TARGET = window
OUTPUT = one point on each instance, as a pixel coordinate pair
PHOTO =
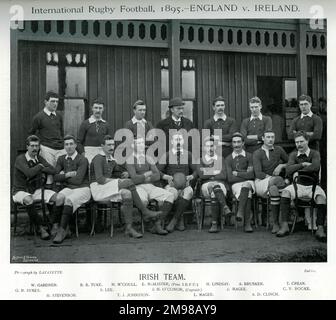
(66, 74)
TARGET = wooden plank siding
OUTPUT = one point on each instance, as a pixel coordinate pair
(235, 77)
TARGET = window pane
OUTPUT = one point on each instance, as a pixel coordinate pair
(52, 78)
(75, 81)
(74, 111)
(164, 83)
(188, 84)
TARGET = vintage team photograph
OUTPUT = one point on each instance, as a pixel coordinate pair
(168, 141)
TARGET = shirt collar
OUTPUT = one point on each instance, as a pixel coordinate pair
(306, 153)
(234, 154)
(28, 157)
(216, 117)
(310, 114)
(49, 112)
(135, 120)
(73, 156)
(92, 119)
(209, 158)
(175, 119)
(259, 117)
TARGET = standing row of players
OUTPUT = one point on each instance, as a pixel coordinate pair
(134, 184)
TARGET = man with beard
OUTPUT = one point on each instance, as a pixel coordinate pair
(72, 173)
(144, 173)
(306, 161)
(253, 128)
(109, 183)
(307, 122)
(213, 175)
(220, 121)
(269, 163)
(28, 170)
(178, 160)
(92, 131)
(239, 169)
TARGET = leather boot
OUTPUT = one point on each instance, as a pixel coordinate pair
(247, 217)
(284, 208)
(242, 203)
(127, 210)
(219, 194)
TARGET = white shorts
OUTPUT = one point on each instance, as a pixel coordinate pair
(304, 192)
(148, 191)
(77, 196)
(236, 188)
(105, 192)
(262, 186)
(91, 152)
(186, 193)
(37, 195)
(51, 155)
(205, 190)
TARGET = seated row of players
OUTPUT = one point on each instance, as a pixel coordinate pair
(135, 184)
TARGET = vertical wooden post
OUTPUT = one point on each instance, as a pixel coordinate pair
(174, 59)
(302, 74)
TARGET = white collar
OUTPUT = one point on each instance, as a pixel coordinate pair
(209, 158)
(306, 153)
(28, 157)
(259, 117)
(135, 120)
(216, 117)
(175, 119)
(310, 114)
(234, 154)
(174, 151)
(92, 119)
(48, 112)
(73, 156)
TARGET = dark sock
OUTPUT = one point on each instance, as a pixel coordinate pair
(285, 209)
(321, 214)
(67, 213)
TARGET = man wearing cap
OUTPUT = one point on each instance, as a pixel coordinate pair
(308, 122)
(212, 173)
(239, 169)
(220, 121)
(178, 160)
(72, 173)
(269, 163)
(28, 170)
(138, 124)
(92, 131)
(176, 120)
(48, 126)
(252, 128)
(144, 173)
(306, 161)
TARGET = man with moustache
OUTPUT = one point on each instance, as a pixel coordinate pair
(27, 182)
(240, 174)
(269, 163)
(72, 173)
(178, 160)
(48, 126)
(306, 161)
(308, 122)
(252, 128)
(220, 121)
(92, 131)
(176, 120)
(109, 183)
(212, 173)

> [EXERCISE DIRECTIONS] Considering each line of the records on its own, count those that contain "players" and give only that number.

> [SOLUTION] 2